··· Document section

By Evelyn Osagie
The Nigerian Centre of PEN International (PEN Nigeria), has kicked off an online literary series, tagged: Creative Writing Workshop.
The maiden edition, which was held via Zoom, was on poetry.
It had writers and budding writers, including students in attendance.
According to PEN Nigeria President, Folu Agoi, the online clinic was a first of more to come, adding that the workshop was not only geared towards promoting literature, but also boosting the writing skills of writers.
He said: “Due to the COVID-19 pandemic, we, at PEN Nigeria, decided to keep creativity alive against the odds by holding virtual events. There would be more of such workshops and the discussions around literature. Although we’ve started with poetry, we would also be holding workshops on prose fiction and playwriting. The series would be platforms for mentoring aspiring writers, even as it seeks to inspire writers. The focus is also to defend the linguistic rights of individuals, while seeking to hone the skill of writers.”

······
··· Stored data

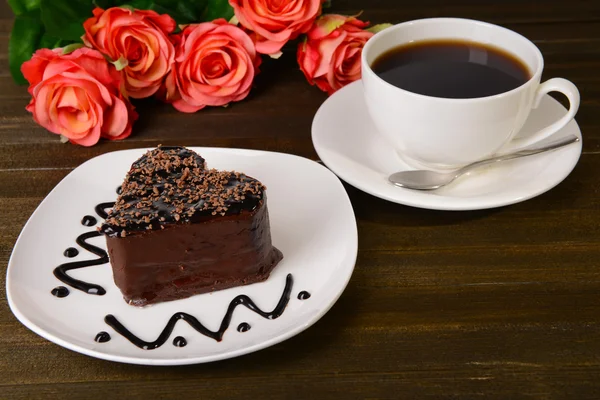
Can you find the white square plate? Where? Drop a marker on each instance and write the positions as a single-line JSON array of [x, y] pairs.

······

> _What this task involves_
Resume the news article about PEN Nigeria's online writing workshop, starting right after its last sentence. The lines above come from a separate source.

> _The answer_
The session, moderated by PEN General Secretary, Dagga Tolar, had two poets, Akeem Lasisi and Dr. Niran Okewole, as speakers.
The poets spoke on what good poetry should be about, insisting that poets’ mastery of the language was the first step in the pursuit of creative writing, particularly poetry.
Okewole, who set the tone on what poetry is or should be, said: “Poetry as a vocation not a hustle.” In pursuit of poetic excellence, he urged writers to first “know the rules of the language”, stating that although “poets break the rules of grammar intentionally to make a point, mastery is key” in the poetic vocation.
Making a distinction between performance and literary poetry, he, therefore, charged new and upcoming writers to “read more, write more in the devotion to craft of poetry’’.
On the question of whether or not skill of poetry could be taught, Niran noted that the skill could actually be transferred. He said: “There is an innate impulse which drives one in the direction of poetry, and that is required in a poet.”
On his part, performing poet and journalist Lasisi, said: “Poetry can be taught and studied. You can help people discover their talents in poetry; you can teach people how to write better poetry. The fact that it is for the stage for performance shouldn’t make it watery. Research and reading are key to developing the craft; train and retrain yourself in the use of the language; poetic license is real but is not to be abused. Aspiring poets should take advantage of technological tools, such as the social media to express their words.”